## Text provided

★ ★ ★

Let us turn to Matthew 13 and catch up to read what the Kingdom of Heaven resembles …
Introduction: Today we have mostly apostate churches ... made up of people who have turned away from the fundamentals of the faith. Constant diligence must be given to keep the church true to the Word of God and its teachings. Just as God’s Word predicts, people in these last days turn away their ears from the truth, and are turned to fables. Did you know that whatever you want to believe, there’s a group in town that will accommodate you?
The historical development of the church of God would be one of humble beginnings. However, this parable contains more than this important truth. Hidden within it is a warning about the perversion of the church's method of growth and of satanic attacks upon it. This parable is an analogy, and as with all analogies, the symbolism is not exact but similar. Therefore, the symbolism of the Kingdom of God being likened to a mustard seed is not identical, yet it explains a particular aspect of the process that the church goes through in preparing for God's Kingdom.
What is the process that the church undergoes in preparing for God's Kingdom?
1. Remarkably Small Beginnings (v. 31)
The mustard seed stands for the progress of the church from small beginnings. Because of its minuteness, the mustard seed came to symbolize small beginnings, denoting the smallest weight or measure, a tiny particle. The parable focuses on this idea of smallness. The mustard seed is something small that does its part to expand in preparation for the Kingdom of God. The seed represents an instrument by which spiritual growth can be advanced, just as a plant grows and reproduces itself through a seed.
In this parable, the small seed is the church, which appeared as the first-fruits of the Word. Just as in the Parable of the Sower, the one who sows the mustard seed is the Son of Man, Jesus Christ, and the field is the world. Jesus Himself had an insignificant entrance into the world by human standards, and the church He founded is likewise a "little flock" (Luke 12:31-32), small and designed by God not to become a physically powerful organization that would make a spectacle of itself.
In Matthew 7:13-14, Christ says the way that leads to eternal life is difficult and narrow, and few find it. He reiterates in Matthew 20:16 that few are chosen. In Luke 10:2, when sending the seventy out, He says the laborers are few. Paul argues in I Corinthians 1:26-29 that God calls the weak and the base of the world to put to shame the mighty and the noble. Jesus is referring to those few who, upon their calling by God, voluntarily submit to God's dominion, the Kingdom of God.

★ ★ ★

## Raw records

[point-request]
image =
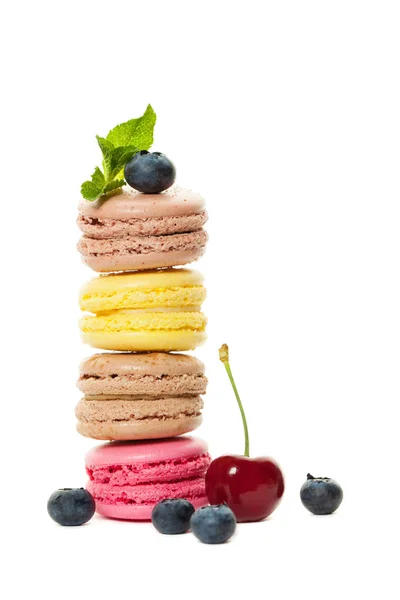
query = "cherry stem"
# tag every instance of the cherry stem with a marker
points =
(224, 358)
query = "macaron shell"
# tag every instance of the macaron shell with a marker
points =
(121, 261)
(146, 289)
(157, 364)
(111, 228)
(131, 204)
(140, 430)
(128, 479)
(136, 453)
(145, 341)
(126, 512)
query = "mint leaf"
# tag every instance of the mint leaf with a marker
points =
(136, 132)
(119, 158)
(91, 190)
(113, 185)
(117, 149)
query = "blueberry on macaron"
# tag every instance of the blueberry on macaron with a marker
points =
(321, 495)
(71, 506)
(150, 172)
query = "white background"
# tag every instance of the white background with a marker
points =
(286, 116)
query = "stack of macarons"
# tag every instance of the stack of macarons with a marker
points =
(143, 310)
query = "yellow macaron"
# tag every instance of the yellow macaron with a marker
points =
(144, 311)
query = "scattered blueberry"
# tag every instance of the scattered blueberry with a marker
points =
(150, 173)
(172, 516)
(213, 524)
(71, 506)
(321, 495)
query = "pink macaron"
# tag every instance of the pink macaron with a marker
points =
(128, 479)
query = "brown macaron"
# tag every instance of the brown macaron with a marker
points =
(132, 231)
(140, 396)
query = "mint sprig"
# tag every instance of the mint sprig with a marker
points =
(117, 149)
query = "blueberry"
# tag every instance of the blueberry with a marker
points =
(172, 516)
(150, 173)
(71, 506)
(213, 524)
(321, 495)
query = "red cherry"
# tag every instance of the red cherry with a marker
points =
(251, 487)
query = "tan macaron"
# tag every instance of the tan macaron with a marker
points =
(140, 396)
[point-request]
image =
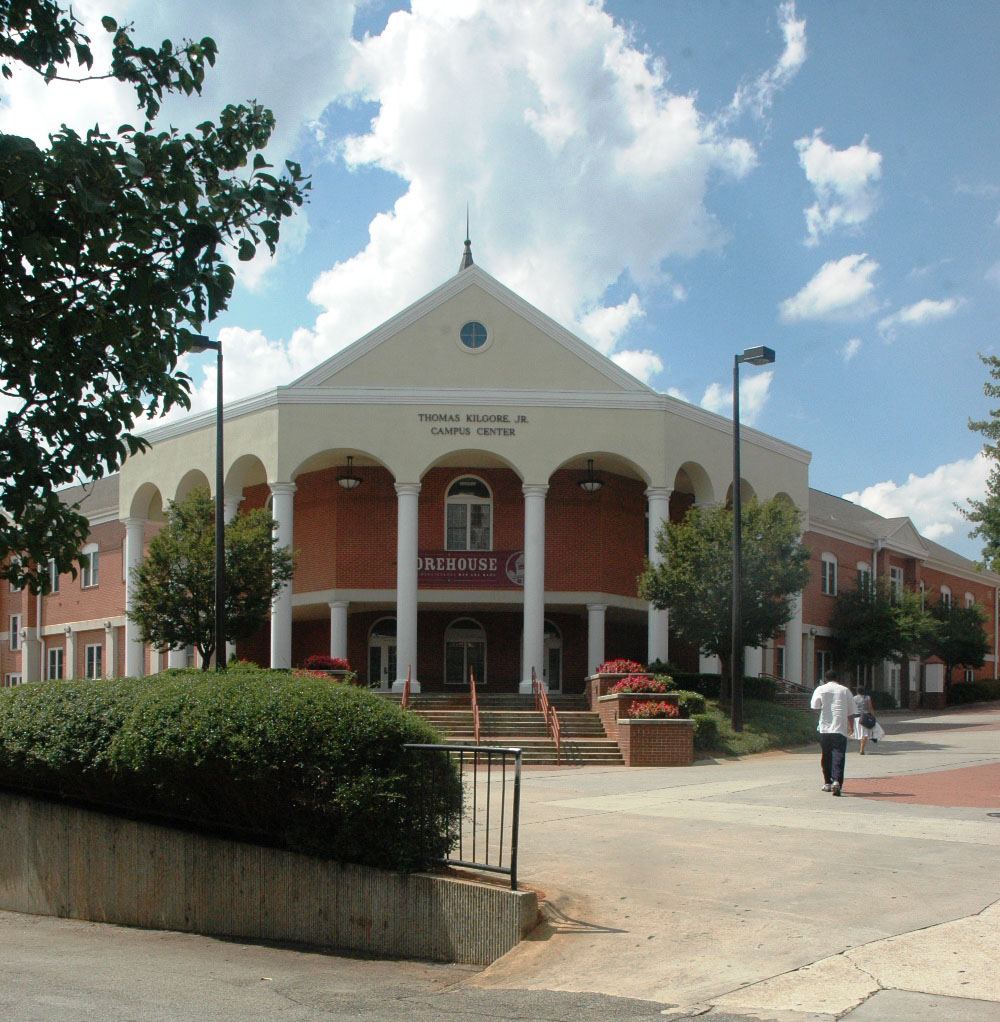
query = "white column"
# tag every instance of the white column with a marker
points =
(110, 653)
(792, 643)
(407, 495)
(753, 660)
(230, 505)
(595, 637)
(70, 654)
(133, 554)
(338, 629)
(657, 646)
(533, 646)
(282, 509)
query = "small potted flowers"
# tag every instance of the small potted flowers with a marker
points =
(607, 674)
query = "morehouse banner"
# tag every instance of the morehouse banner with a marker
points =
(476, 568)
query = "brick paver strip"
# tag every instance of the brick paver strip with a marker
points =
(974, 786)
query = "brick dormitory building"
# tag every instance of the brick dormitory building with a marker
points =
(469, 485)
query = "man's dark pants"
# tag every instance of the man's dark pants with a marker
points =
(833, 750)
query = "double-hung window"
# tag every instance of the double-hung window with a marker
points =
(89, 560)
(827, 575)
(55, 662)
(93, 657)
(468, 515)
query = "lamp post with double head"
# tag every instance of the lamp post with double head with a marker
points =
(756, 357)
(201, 343)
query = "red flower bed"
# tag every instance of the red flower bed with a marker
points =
(620, 666)
(653, 710)
(637, 683)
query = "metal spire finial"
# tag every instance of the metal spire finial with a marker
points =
(467, 254)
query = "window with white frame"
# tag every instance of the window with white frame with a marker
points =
(93, 660)
(864, 574)
(827, 574)
(468, 515)
(55, 663)
(824, 662)
(896, 583)
(89, 560)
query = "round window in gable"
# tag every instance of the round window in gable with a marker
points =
(472, 335)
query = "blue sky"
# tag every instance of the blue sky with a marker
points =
(673, 181)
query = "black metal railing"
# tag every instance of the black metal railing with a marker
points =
(486, 832)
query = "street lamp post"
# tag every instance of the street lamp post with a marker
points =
(201, 343)
(756, 357)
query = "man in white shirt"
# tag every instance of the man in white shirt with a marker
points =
(836, 713)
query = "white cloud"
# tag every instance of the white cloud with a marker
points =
(604, 326)
(924, 311)
(759, 94)
(842, 289)
(558, 94)
(643, 365)
(844, 181)
(928, 500)
(754, 392)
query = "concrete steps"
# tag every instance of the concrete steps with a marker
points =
(512, 721)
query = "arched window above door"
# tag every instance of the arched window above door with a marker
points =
(468, 515)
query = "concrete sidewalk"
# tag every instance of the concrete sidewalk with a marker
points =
(741, 887)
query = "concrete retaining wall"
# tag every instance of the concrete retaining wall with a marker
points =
(61, 861)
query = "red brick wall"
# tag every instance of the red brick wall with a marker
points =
(656, 743)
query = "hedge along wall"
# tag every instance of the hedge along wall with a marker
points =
(74, 863)
(302, 762)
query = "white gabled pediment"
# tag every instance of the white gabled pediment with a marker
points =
(420, 347)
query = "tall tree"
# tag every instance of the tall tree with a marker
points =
(961, 639)
(111, 257)
(174, 604)
(694, 578)
(985, 514)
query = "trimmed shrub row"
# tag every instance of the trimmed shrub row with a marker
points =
(307, 763)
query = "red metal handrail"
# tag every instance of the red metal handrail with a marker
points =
(405, 701)
(551, 718)
(475, 707)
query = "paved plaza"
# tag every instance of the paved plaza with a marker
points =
(724, 890)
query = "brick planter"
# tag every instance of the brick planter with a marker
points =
(667, 742)
(615, 707)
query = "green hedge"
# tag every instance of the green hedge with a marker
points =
(965, 692)
(305, 762)
(709, 685)
(706, 731)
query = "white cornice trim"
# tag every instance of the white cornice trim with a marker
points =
(474, 275)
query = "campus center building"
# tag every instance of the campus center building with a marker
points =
(468, 488)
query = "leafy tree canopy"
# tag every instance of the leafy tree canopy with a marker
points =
(174, 604)
(961, 639)
(694, 578)
(112, 252)
(985, 514)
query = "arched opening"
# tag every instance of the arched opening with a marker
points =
(381, 653)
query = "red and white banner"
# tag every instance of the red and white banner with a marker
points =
(470, 568)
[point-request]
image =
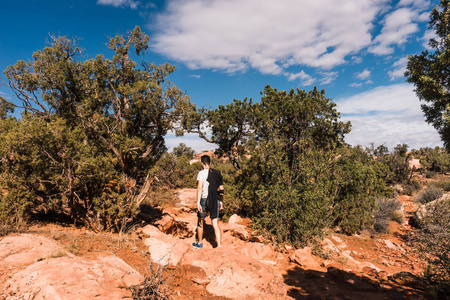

★ ★ ★

## Stated task A
Rewrite the part of the sermon excerpt that opens with the words containing "The mustard seed stands" and closes with "through a seed.", changing "minuteness" to "tininess".
## Stated task B
According to the sermon excerpt, what does Christ say about the laborers in Luke 10:2?
## Stated task C
List every Bible reference in the sermon excerpt that gives a book name together with a chapter and verse.

## Expected answer A
The mustard seed stands for the progress of the church from small beginnings. Because of its tininess, the mustard seed came to symbolize small beginnings, denoting the smallest weight or measure, a tiny particle. The parable focuses on this idea of smallness. The mustard seed is something small that does its part to expand in preparation for the Kingdom of God. The seed represents an instrument by which spiritual growth can be advanced, just as a plant grows and reproduces itself through a seed.

## Expected answer B
He says the laborers are few.

## Expected answer C
- Luke 12:31-32
- Matthew 7:13-14
- Matthew 20:16
- Luke 10:2
- I Corinthians 1:26-29